### Extracted data entries
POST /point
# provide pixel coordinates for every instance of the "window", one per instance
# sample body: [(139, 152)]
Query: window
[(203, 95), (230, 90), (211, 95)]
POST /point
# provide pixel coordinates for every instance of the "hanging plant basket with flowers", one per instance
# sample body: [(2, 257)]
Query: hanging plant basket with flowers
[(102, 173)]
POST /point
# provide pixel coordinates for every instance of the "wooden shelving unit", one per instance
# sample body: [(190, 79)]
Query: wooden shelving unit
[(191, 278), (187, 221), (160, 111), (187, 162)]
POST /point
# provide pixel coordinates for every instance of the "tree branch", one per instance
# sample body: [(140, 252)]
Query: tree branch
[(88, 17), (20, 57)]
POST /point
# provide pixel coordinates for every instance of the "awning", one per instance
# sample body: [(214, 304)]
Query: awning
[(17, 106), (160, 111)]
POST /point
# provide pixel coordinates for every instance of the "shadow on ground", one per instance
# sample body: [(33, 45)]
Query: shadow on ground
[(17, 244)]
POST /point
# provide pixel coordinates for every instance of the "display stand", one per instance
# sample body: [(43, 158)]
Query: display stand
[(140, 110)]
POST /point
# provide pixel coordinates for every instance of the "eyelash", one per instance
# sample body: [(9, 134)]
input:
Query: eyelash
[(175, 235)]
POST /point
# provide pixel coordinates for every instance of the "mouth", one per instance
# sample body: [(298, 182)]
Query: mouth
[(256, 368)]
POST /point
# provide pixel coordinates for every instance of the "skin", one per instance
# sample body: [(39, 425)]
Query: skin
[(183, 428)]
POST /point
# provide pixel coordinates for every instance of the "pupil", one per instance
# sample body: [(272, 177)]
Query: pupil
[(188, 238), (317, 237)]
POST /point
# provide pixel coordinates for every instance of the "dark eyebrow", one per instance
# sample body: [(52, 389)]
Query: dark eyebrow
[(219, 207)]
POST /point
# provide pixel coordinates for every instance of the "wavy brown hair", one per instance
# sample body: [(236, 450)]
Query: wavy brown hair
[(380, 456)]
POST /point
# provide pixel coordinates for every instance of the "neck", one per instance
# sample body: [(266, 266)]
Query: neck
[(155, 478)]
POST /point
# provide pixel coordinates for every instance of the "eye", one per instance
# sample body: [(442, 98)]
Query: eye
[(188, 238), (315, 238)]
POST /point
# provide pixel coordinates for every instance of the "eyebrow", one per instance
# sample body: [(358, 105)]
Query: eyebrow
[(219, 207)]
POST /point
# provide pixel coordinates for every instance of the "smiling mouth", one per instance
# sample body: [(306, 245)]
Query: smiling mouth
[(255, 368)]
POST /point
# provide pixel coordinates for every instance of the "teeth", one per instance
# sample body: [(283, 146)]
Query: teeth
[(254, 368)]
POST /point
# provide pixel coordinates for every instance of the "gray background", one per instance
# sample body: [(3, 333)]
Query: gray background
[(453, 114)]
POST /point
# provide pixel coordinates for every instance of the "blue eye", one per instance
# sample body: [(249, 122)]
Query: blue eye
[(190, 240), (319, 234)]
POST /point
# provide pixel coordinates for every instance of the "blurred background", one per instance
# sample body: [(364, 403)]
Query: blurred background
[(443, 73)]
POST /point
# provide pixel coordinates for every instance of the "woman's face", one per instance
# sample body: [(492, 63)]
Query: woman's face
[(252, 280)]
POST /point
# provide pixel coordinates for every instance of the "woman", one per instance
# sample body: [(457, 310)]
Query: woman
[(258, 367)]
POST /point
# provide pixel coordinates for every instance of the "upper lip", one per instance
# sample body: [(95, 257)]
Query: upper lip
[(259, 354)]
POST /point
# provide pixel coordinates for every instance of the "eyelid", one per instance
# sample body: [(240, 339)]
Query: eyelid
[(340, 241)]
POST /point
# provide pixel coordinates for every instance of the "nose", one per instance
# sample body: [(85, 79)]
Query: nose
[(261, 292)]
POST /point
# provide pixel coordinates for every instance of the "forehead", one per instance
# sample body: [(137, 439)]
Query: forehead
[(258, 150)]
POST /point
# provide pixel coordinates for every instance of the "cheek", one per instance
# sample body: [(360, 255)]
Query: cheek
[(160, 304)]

### Problem requirements
Rewrite every line of the listing above as a numbered list, dropping any blank lines.

### Solution to this task
1. POST /point
2. # provide pixel coordinates for every instance of the "window", one per instance
3. # sample body: [(139, 152)]
4. Query: window
5. [(203, 95), (230, 90), (211, 95)]
6. POST /point
7. # provide pixel coordinates for every instance of the "hanging plant basket with flowers", one per instance
8. # sample body: [(2, 257)]
9. Query: hanging plant basket with flowers
10. [(102, 173)]
11. POST /point
12. # provide pixel coordinates for every instance of the "wooden shelving unit", one per instance
13. # sample body: [(190, 79)]
14. Query: wooden shelving unit
15. [(191, 278), (187, 221), (160, 111), (187, 162)]
16. POST /point
17. # provide pixel coordinates for every instance of the "tree branch", one per instance
18. # sample body: [(140, 252)]
19. Query: tree branch
20. [(88, 17), (20, 57)]
21. POST /point
22. # provide pixel coordinates for every instance of the "awning", one per instance
23. # sample body: [(214, 304)]
24. Query: awning
25. [(17, 106), (160, 111)]
26. POST /point
27. # provide pixel coordinates for every instance of the "shadow on ground", one per instance
28. # sample body: [(33, 45)]
29. Query: shadow on ground
30. [(17, 244)]
31. POST /point
32. # provide pixel coordinates for every instance of the "display stand", one per instance
33. # sample body: [(43, 158)]
34. Query: display stand
35. [(140, 110)]
36. POST /point
37. # provide pixel coordinates for every instance of the "eyelash", one per instance
38. # sample body: [(9, 134)]
39. input:
40. Query: eyelash
41. [(175, 235)]
42. POST /point
43. # provide pixel coordinates for every instance of the "mouth", one per instance
44. # sample body: [(298, 182)]
45. Query: mouth
46. [(256, 368)]
47. POST /point
48. # provide pixel coordinates for every instance of the "skin", one per instance
49. # sample body: [(39, 425)]
50. Query: skin
51. [(183, 428)]
52. POST /point
53. # provide pixel coordinates for every instance of the "pupil", one per instance
54. # sample body: [(272, 177)]
55. Query: pupil
56. [(188, 238), (317, 237)]
57. POST /point
58. # provide pixel coordinates for every instance of the "dark eyebrow", one per instance
59. # sample body: [(52, 389)]
60. Query: dark eyebrow
61. [(219, 207)]
62. POST /point
63. # provide pixel coordinates for every instance of the "wavy brown hair", one per instance
64. # sample body: [(236, 450)]
65. Query: wavy brown hair
66. [(380, 456)]
67. POST /point
68. # provide pixel coordinates for every instance of the "neck", one per instance
69. # sample body: [(266, 266)]
70. Query: neck
71. [(155, 478)]
72. POST /point
73. # provide pixel coordinates for every instance of the "eye", one per instance
74. # sample body: [(442, 98)]
75. Query: eye
76. [(188, 238), (315, 238)]
77. POST /point
78. # provide pixel coordinates for every instance of the "eyebrow", one per instance
79. # sample body: [(358, 105)]
80. Query: eyebrow
81. [(219, 207)]
82. POST /point
83. # provide pixel coordinates for every instance of the "smiling mouth", one per instance
84. # sample body: [(306, 245)]
85. Query: smiling mouth
86. [(255, 368)]
87. POST /point
88. # provide pixel coordinates for every instance of the "teeth", one per instance
89. # sample body: [(283, 146)]
90. Query: teeth
91. [(254, 368)]
92. POST /point
93. # provide pixel coordinates for every instance of the "gray background", one per instance
94. # sample body: [(3, 333)]
95. Query: gray background
96. [(453, 114)]
97. POST /point
98. # provide pixel coordinates for every instance of the "blue eye", one per instance
99. # sample body: [(249, 122)]
100. Query: blue eye
101. [(190, 240), (319, 234)]
102. POST /point
103. # provide pixel coordinates for every instance of the "blurred background", one per instance
104. # sample body: [(364, 403)]
105. Query: blurred background
106. [(443, 73)]
107. POST /point
108. # provide pixel coordinates for every instance of the "woman's face", one per instance
109. # sample body: [(492, 63)]
110. Query: woman's face
111. [(252, 280)]
112. POST /point
113. # provide pixel coordinates for every instance of the "woman", one per instance
114. # sample body: [(457, 310)]
115. Query: woman
116. [(258, 367)]
117. POST /point
118. # provide pixel coordinates for every instance of the "upper lip", one per instance
119. # sample body: [(95, 257)]
120. Query: upper lip
121. [(259, 354)]
122. POST /point
123. # provide pixel coordinates for every instance of the "eyelid", one per instance
124. # sample body: [(240, 339)]
125. Query: eyelid
126. [(340, 241)]
127. POST /point
128. # provide pixel coordinates for every instance of the "nose", one per instance
129. # sample body: [(85, 79)]
130. Query: nose
131. [(261, 292)]
132. POST /point
133. # provide pixel coordinates for every instance of the "forehead", one per instance
134. # sample body: [(137, 439)]
135. Query: forehead
136. [(258, 150)]
137. POST /point
138. # provide pixel coordinates for every instance of the "cheek", one per instance
139. # sample body: [(360, 255)]
140. Query: cheek
141. [(160, 304)]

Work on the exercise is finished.